**Input material**
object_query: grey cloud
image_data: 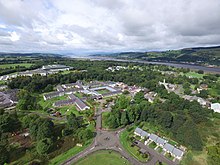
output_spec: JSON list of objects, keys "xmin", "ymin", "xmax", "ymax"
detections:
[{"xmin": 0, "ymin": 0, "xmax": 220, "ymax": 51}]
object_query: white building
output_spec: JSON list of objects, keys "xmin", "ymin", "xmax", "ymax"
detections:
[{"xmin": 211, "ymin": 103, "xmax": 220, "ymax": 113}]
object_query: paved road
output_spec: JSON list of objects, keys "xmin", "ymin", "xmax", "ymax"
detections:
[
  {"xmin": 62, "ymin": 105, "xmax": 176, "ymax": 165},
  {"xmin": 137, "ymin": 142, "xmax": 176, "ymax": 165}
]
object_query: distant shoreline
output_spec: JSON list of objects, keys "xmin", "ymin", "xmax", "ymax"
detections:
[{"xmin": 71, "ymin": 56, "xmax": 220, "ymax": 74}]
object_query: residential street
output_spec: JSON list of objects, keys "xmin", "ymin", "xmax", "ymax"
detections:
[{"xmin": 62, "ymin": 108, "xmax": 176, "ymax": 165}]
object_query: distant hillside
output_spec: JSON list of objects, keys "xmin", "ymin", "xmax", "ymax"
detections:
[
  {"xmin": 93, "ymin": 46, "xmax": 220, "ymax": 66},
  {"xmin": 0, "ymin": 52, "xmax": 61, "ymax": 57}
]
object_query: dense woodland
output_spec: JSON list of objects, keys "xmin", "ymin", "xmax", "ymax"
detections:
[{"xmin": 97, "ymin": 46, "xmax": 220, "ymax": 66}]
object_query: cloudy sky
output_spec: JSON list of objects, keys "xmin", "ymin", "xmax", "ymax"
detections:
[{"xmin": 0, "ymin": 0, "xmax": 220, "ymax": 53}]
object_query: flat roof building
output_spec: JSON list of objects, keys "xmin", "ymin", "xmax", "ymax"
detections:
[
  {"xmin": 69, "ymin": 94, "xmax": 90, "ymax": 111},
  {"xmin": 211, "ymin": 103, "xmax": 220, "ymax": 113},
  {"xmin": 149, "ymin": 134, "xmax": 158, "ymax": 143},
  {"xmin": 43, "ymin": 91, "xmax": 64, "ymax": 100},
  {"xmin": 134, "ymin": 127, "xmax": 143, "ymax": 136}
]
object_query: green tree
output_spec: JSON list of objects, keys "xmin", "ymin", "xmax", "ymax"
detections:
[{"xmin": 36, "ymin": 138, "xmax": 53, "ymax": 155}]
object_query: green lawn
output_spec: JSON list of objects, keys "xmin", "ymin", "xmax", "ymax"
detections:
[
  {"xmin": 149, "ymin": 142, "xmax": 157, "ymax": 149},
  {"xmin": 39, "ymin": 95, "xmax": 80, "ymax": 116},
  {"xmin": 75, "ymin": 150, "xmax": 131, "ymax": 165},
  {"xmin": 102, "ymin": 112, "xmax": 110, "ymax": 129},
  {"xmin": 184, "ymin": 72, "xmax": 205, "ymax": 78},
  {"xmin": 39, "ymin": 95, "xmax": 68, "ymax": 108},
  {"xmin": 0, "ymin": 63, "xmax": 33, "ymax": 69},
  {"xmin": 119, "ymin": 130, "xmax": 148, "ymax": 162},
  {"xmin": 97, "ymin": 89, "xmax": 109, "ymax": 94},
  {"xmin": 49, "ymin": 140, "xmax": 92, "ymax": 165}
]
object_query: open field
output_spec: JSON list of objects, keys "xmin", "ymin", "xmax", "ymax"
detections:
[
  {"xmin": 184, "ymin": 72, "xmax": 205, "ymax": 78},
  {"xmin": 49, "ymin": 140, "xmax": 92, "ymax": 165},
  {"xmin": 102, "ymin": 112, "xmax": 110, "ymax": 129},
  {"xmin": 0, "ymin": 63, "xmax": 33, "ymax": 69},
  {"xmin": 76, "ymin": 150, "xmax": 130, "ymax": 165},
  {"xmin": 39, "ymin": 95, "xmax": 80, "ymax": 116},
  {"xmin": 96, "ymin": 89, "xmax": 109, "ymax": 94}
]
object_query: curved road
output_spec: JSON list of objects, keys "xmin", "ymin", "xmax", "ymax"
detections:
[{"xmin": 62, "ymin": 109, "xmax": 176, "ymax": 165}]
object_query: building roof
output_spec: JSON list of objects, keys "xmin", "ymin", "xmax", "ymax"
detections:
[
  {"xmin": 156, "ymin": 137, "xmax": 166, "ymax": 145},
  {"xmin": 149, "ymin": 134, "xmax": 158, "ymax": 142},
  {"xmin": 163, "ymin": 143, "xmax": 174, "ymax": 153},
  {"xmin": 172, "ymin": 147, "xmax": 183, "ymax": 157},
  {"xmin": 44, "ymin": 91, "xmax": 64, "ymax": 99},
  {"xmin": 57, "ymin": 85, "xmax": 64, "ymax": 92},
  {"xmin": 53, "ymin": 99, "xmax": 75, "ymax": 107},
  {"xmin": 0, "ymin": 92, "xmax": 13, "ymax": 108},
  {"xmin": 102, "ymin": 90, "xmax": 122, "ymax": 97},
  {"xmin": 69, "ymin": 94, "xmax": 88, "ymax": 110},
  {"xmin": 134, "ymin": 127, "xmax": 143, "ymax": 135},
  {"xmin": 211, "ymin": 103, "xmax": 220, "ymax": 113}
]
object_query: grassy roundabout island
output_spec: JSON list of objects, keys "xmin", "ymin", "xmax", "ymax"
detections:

**Description of the task**
Gather every line of the data above that contains the word "roof", and copy each of those lines unchanged.

**Completed task**
object_query: flat roof building
object_query: building roof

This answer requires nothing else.